= Beginning of Section =

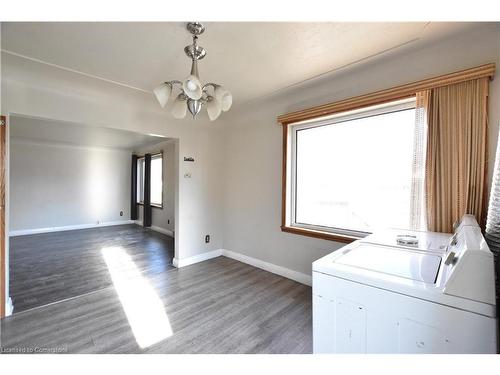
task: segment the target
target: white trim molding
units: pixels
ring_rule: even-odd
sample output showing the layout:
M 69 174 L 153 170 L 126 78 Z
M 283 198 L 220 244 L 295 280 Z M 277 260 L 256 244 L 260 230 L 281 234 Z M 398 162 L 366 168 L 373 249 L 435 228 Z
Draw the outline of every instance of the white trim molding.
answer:
M 181 268 L 181 267 L 190 266 L 191 264 L 203 262 L 205 260 L 209 260 L 212 258 L 217 258 L 217 257 L 220 257 L 221 255 L 222 255 L 222 250 L 218 249 L 218 250 L 209 251 L 207 253 L 201 253 L 198 255 L 194 255 L 194 256 L 188 257 L 188 258 L 182 258 L 182 259 L 174 258 L 172 264 L 174 265 L 174 267 Z
M 135 224 L 135 222 L 134 222 L 134 220 L 118 220 L 118 221 L 107 221 L 107 222 L 103 222 L 103 223 L 99 223 L 99 224 L 97 224 L 97 223 L 96 224 L 78 224 L 78 225 L 65 225 L 65 226 L 61 226 L 61 227 L 11 230 L 11 231 L 9 231 L 9 237 L 26 236 L 29 234 L 50 233 L 50 232 L 64 232 L 67 230 L 110 227 L 110 226 L 114 226 L 114 225 L 125 225 L 125 224 Z
M 9 297 L 5 305 L 5 316 L 11 316 L 13 312 L 14 312 L 14 305 L 12 304 L 12 298 Z
M 16 116 L 22 118 L 33 118 L 31 116 Z M 52 120 L 54 121 L 54 120 Z M 57 122 L 57 121 L 56 121 Z M 32 139 L 27 137 L 10 137 L 11 144 L 25 144 L 25 145 L 35 145 L 35 146 L 49 146 L 49 147 L 63 147 L 63 148 L 76 148 L 80 150 L 104 150 L 104 151 L 116 151 L 129 154 L 132 152 L 130 148 L 123 148 L 117 146 L 89 146 L 80 145 L 78 143 L 63 142 L 63 141 L 44 141 L 39 139 Z
M 312 276 L 306 275 L 305 273 L 291 270 L 289 268 L 281 267 L 273 263 L 265 262 L 260 259 L 252 258 L 234 251 L 222 249 L 222 255 L 240 261 L 242 263 L 249 264 L 251 266 L 263 269 L 265 271 L 274 273 L 286 277 L 287 279 L 297 281 L 298 283 L 305 285 L 312 285 Z M 311 266 L 312 267 L 312 266 Z
M 142 220 L 134 220 L 133 222 L 134 222 L 134 224 L 139 225 L 140 227 L 144 227 Z M 174 237 L 173 230 L 165 229 L 165 228 L 162 228 L 162 227 L 159 227 L 156 225 L 151 225 L 150 227 L 147 227 L 147 228 L 154 230 L 155 232 L 163 233 L 163 234 L 166 234 L 167 236 Z
M 216 258 L 219 256 L 225 256 L 227 258 L 231 258 L 234 260 L 237 260 L 242 263 L 249 264 L 251 266 L 263 269 L 264 271 L 268 271 L 271 273 L 274 273 L 276 275 L 280 275 L 283 277 L 286 277 L 287 279 L 297 281 L 298 283 L 305 284 L 305 285 L 312 285 L 312 276 L 311 275 L 306 275 L 305 273 L 298 272 L 291 270 L 289 268 L 281 267 L 276 264 L 272 264 L 269 262 L 265 262 L 260 259 L 252 258 L 240 253 L 236 253 L 234 251 L 226 250 L 226 249 L 219 249 L 219 250 L 213 250 L 209 251 L 207 253 L 202 253 L 199 255 L 195 255 L 192 257 L 188 258 L 183 258 L 183 259 L 178 259 L 174 258 L 173 260 L 173 265 L 174 267 L 177 268 L 182 268 L 189 266 L 191 264 L 203 262 L 208 259 Z
M 114 85 L 126 87 L 128 89 L 142 91 L 142 92 L 145 92 L 146 94 L 152 94 L 151 91 L 148 91 L 148 90 L 145 90 L 145 89 L 141 89 L 140 87 L 135 87 L 135 86 L 127 85 L 126 83 L 123 83 L 123 82 L 113 81 L 111 79 L 104 78 L 104 77 L 101 77 L 101 76 L 96 76 L 96 75 L 93 75 L 93 74 L 90 74 L 90 73 L 81 72 L 81 71 L 76 70 L 76 69 L 71 69 L 71 68 L 68 68 L 68 67 L 65 67 L 65 66 L 62 66 L 62 65 L 57 65 L 57 64 L 45 61 L 45 60 L 40 60 L 40 59 L 36 59 L 34 57 L 22 55 L 20 53 L 14 52 L 14 51 L 9 51 L 8 49 L 2 48 L 2 52 L 8 53 L 9 55 L 17 56 L 17 57 L 20 57 L 20 58 L 23 58 L 23 59 L 26 59 L 26 60 L 34 61 L 34 62 L 37 62 L 39 64 L 44 64 L 44 65 L 51 66 L 53 68 L 65 70 L 67 72 L 76 73 L 76 74 L 80 74 L 80 75 L 85 76 L 85 77 L 98 79 L 98 80 L 101 80 L 101 81 L 104 81 L 104 82 L 112 83 Z
M 156 225 L 152 225 L 149 228 L 154 230 L 155 232 L 163 233 L 163 234 L 166 234 L 167 236 L 170 236 L 170 237 L 174 236 L 174 231 L 169 230 L 169 229 L 161 228 L 161 227 L 158 227 Z

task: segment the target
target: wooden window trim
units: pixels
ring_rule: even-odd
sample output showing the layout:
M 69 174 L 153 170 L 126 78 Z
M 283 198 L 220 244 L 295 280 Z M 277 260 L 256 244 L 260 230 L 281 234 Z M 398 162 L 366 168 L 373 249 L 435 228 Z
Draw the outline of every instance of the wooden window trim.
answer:
M 278 116 L 278 123 L 285 125 L 292 122 L 316 119 L 329 116 L 339 112 L 351 111 L 372 105 L 383 104 L 393 100 L 404 99 L 415 95 L 419 91 L 430 90 L 436 87 L 452 85 L 458 82 L 469 81 L 482 77 L 492 78 L 495 74 L 495 64 L 485 64 L 475 68 L 461 70 L 442 76 L 425 79 L 418 82 L 392 87 L 374 93 L 356 96 L 354 98 L 340 100 L 334 103 L 319 105 L 316 107 L 290 112 Z
M 337 234 L 337 233 L 322 232 L 322 231 L 313 230 L 313 229 L 291 227 L 291 226 L 286 226 L 286 225 L 281 226 L 281 231 L 287 232 L 287 233 L 299 234 L 299 235 L 307 236 L 307 237 L 319 238 L 322 240 L 342 242 L 342 243 L 351 243 L 353 241 L 360 239 L 360 237 L 347 236 L 347 235 Z
M 342 243 L 350 243 L 360 238 L 287 225 L 287 215 L 289 215 L 289 208 L 287 207 L 289 201 L 288 154 L 290 152 L 290 136 L 288 126 L 290 124 L 306 120 L 318 119 L 320 117 L 327 117 L 340 112 L 347 112 L 364 107 L 405 99 L 415 96 L 419 91 L 430 90 L 436 87 L 447 86 L 472 79 L 483 77 L 489 77 L 490 79 L 493 79 L 494 74 L 495 64 L 490 63 L 278 116 L 278 124 L 283 127 L 283 154 L 281 167 L 281 231 Z

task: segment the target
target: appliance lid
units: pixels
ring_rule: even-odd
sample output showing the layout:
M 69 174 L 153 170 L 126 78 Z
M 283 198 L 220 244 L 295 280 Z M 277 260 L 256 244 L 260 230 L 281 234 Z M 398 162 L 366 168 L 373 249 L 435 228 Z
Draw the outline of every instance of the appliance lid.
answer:
M 398 239 L 401 237 L 415 238 L 417 243 L 401 244 Z M 412 231 L 406 229 L 386 229 L 375 232 L 363 238 L 361 242 L 373 244 L 406 247 L 415 250 L 424 250 L 444 254 L 450 243 L 452 234 L 438 232 Z
M 434 284 L 441 257 L 432 253 L 360 243 L 356 247 L 344 250 L 343 254 L 336 257 L 333 262 Z

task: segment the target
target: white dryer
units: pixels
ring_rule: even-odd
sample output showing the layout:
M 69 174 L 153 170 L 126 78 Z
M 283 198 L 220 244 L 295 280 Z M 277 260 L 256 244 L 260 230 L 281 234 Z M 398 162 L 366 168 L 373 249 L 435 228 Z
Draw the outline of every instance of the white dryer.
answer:
M 463 225 L 446 251 L 428 250 L 361 240 L 315 261 L 314 352 L 496 353 L 493 256 L 480 228 Z

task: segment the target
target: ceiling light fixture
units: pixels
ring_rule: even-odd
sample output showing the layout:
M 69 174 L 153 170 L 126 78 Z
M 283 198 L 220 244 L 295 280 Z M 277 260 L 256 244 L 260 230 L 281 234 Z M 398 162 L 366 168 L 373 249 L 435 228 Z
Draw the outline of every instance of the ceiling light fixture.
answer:
M 205 57 L 207 52 L 197 44 L 198 35 L 203 34 L 205 26 L 199 22 L 190 22 L 186 28 L 193 35 L 193 44 L 186 46 L 184 52 L 191 59 L 191 73 L 184 81 L 168 81 L 156 87 L 153 92 L 160 105 L 165 107 L 174 86 L 180 86 L 180 93 L 176 96 L 172 106 L 172 115 L 176 119 L 186 116 L 187 109 L 196 118 L 202 106 L 207 106 L 208 117 L 214 121 L 221 112 L 226 112 L 233 104 L 231 93 L 216 83 L 206 83 L 202 85 L 198 75 L 198 60 Z

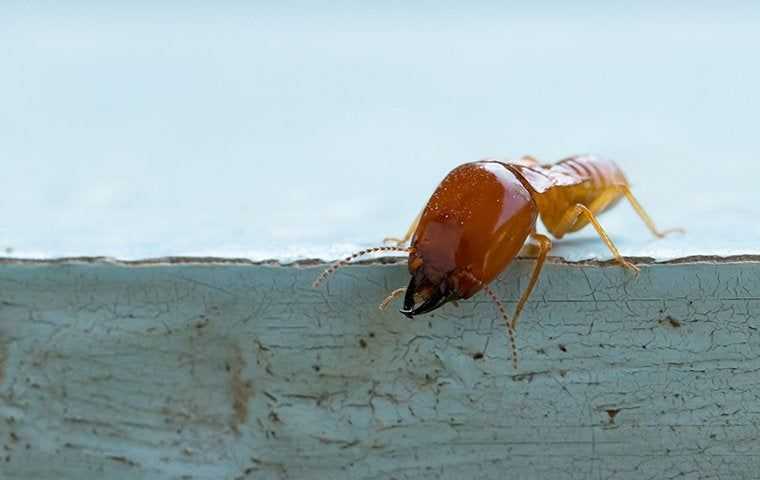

= End of Section =

> _WHAT YOU ARE ASKED TO DO_
Copy exactly the lines running from the beginning of the listing through the line that has "Draw the outline of every instance of the white trim". Drop the pictures.

> _RESPONSE AREA_
task: segment the target
target: white trim molding
units: pixels
ring_rule: even-odd
sample output showing the layout:
M 69 174 L 153 170 L 126 78 Z
M 283 198 L 220 244 L 295 280 Z M 277 260 L 256 244 L 260 230 L 281 234 Z M 398 162 L 366 168 L 373 249 L 435 228 Z
Draw the outline of every instance of the white trim molding.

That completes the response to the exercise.